+++ Provided records +++

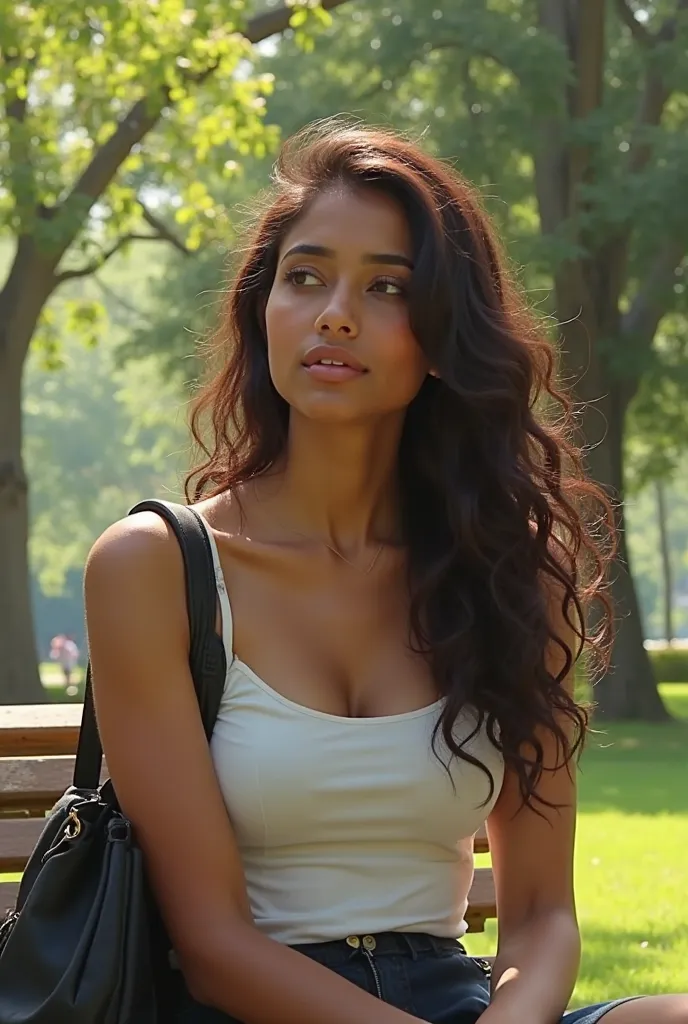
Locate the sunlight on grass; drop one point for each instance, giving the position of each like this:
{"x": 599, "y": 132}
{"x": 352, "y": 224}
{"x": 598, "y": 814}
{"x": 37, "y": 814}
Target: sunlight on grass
{"x": 632, "y": 859}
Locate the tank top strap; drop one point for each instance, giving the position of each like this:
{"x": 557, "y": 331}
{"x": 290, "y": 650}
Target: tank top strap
{"x": 223, "y": 597}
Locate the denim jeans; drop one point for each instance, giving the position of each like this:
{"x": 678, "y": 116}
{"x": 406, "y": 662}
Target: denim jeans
{"x": 430, "y": 978}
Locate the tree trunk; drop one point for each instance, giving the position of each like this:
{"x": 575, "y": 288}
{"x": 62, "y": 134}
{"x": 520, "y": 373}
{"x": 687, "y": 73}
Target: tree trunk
{"x": 664, "y": 549}
{"x": 629, "y": 689}
{"x": 23, "y": 298}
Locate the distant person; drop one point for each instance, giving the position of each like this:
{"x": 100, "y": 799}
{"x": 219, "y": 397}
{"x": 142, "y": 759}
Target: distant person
{"x": 63, "y": 649}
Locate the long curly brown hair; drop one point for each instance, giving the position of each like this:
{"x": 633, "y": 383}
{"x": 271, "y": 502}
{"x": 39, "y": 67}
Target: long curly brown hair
{"x": 497, "y": 513}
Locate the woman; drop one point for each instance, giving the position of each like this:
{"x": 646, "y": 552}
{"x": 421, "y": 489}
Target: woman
{"x": 401, "y": 566}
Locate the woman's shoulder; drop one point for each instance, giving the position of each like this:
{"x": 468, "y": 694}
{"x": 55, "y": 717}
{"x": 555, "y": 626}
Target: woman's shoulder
{"x": 139, "y": 551}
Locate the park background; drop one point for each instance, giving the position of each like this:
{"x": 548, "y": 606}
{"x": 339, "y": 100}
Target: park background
{"x": 135, "y": 140}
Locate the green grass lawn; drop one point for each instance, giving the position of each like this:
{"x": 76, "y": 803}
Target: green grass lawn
{"x": 632, "y": 857}
{"x": 632, "y": 860}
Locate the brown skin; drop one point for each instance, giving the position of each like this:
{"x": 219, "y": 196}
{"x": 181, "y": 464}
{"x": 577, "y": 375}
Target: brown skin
{"x": 335, "y": 488}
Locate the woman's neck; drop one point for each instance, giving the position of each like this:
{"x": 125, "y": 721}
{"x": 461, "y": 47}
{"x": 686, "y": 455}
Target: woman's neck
{"x": 338, "y": 483}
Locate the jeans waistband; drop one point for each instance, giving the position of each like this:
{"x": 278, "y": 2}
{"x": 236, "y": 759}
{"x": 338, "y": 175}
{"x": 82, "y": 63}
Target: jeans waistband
{"x": 412, "y": 944}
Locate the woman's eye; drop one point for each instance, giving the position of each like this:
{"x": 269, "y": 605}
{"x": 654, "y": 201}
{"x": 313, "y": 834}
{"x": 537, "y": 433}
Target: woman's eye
{"x": 300, "y": 276}
{"x": 388, "y": 286}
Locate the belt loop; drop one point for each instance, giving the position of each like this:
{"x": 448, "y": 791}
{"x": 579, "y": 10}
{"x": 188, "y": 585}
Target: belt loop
{"x": 410, "y": 942}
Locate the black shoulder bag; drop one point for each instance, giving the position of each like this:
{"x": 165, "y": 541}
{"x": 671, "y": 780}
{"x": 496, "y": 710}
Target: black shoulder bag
{"x": 85, "y": 944}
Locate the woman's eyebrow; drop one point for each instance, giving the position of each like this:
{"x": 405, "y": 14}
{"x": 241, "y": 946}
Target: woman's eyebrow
{"x": 390, "y": 259}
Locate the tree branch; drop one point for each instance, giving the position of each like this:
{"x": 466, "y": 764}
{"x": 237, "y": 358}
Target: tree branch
{"x": 654, "y": 95}
{"x": 649, "y": 305}
{"x": 116, "y": 298}
{"x": 163, "y": 231}
{"x": 638, "y": 30}
{"x": 94, "y": 265}
{"x": 140, "y": 119}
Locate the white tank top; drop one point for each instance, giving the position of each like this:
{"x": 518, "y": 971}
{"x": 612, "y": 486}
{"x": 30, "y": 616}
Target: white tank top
{"x": 346, "y": 825}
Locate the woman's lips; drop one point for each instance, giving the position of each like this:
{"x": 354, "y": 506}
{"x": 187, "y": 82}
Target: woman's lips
{"x": 330, "y": 373}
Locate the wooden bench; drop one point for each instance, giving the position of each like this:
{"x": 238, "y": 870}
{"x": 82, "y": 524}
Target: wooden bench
{"x": 37, "y": 748}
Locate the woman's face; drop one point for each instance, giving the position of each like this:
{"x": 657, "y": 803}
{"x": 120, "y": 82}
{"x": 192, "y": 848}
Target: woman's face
{"x": 339, "y": 341}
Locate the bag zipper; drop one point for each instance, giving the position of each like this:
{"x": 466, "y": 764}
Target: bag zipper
{"x": 366, "y": 945}
{"x": 484, "y": 966}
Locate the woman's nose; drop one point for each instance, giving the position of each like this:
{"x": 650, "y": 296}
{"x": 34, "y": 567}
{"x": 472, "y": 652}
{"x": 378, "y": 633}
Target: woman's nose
{"x": 338, "y": 321}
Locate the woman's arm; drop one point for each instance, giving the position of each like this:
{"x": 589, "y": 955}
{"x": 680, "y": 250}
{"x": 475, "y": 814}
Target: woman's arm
{"x": 161, "y": 766}
{"x": 539, "y": 949}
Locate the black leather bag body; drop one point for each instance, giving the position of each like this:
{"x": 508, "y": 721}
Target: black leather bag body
{"x": 85, "y": 944}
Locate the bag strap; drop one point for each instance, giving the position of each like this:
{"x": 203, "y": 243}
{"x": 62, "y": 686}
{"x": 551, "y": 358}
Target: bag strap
{"x": 206, "y": 657}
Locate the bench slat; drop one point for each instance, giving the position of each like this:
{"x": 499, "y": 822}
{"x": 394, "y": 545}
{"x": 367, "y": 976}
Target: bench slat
{"x": 480, "y": 908}
{"x": 35, "y": 784}
{"x": 17, "y": 839}
{"x": 39, "y": 729}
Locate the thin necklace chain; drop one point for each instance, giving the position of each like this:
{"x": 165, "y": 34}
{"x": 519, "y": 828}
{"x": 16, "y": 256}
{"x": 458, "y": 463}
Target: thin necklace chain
{"x": 335, "y": 551}
{"x": 339, "y": 554}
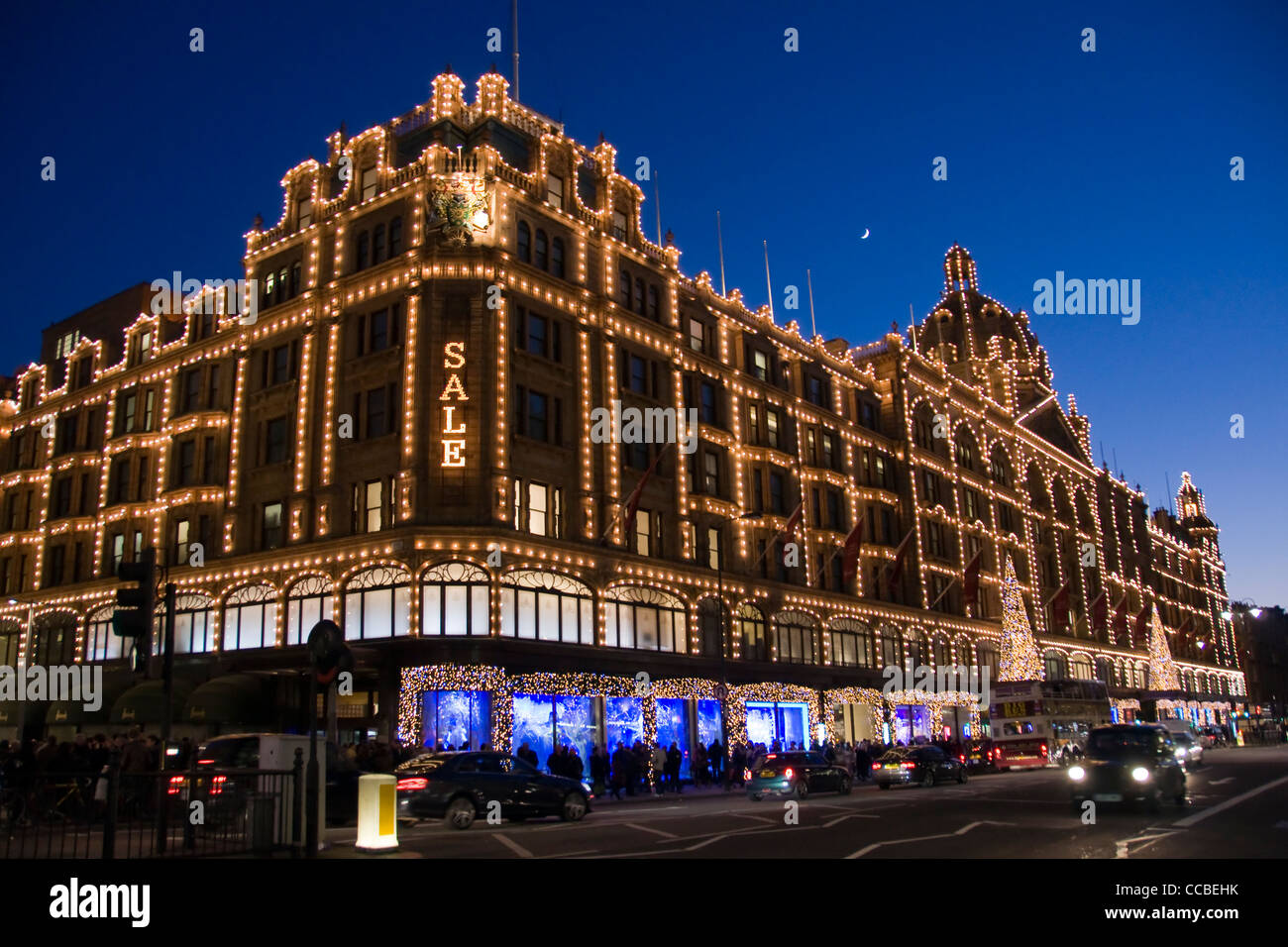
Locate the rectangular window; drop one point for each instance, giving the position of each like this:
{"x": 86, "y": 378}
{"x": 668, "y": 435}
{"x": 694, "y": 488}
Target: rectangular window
{"x": 191, "y": 389}
{"x": 270, "y": 530}
{"x": 643, "y": 532}
{"x": 709, "y": 406}
{"x": 187, "y": 463}
{"x": 554, "y": 191}
{"x": 377, "y": 415}
{"x": 711, "y": 474}
{"x": 697, "y": 335}
{"x": 275, "y": 441}
{"x": 181, "y": 535}
{"x": 776, "y": 492}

+++

In the data above, find the line containing "Locate the thin"; from there, please write out each line through the end, exactly, with the pictures omitted.

Locate the thin necklace chain; drop one point for each instance, giving the position of each like this:
{"x": 165, "y": 34}
{"x": 519, "y": 828}
{"x": 16, "y": 256}
{"x": 458, "y": 463}
Target: thin necklace chain
{"x": 335, "y": 551}
{"x": 339, "y": 554}
Locate the rectangular window; drop one point for each instance, giving the position of each like this:
{"x": 86, "y": 378}
{"x": 668, "y": 435}
{"x": 694, "y": 488}
Target: rectangular window
{"x": 191, "y": 389}
{"x": 270, "y": 530}
{"x": 643, "y": 532}
{"x": 709, "y": 406}
{"x": 187, "y": 463}
{"x": 554, "y": 191}
{"x": 377, "y": 415}
{"x": 711, "y": 474}
{"x": 697, "y": 335}
{"x": 275, "y": 441}
{"x": 181, "y": 535}
{"x": 776, "y": 492}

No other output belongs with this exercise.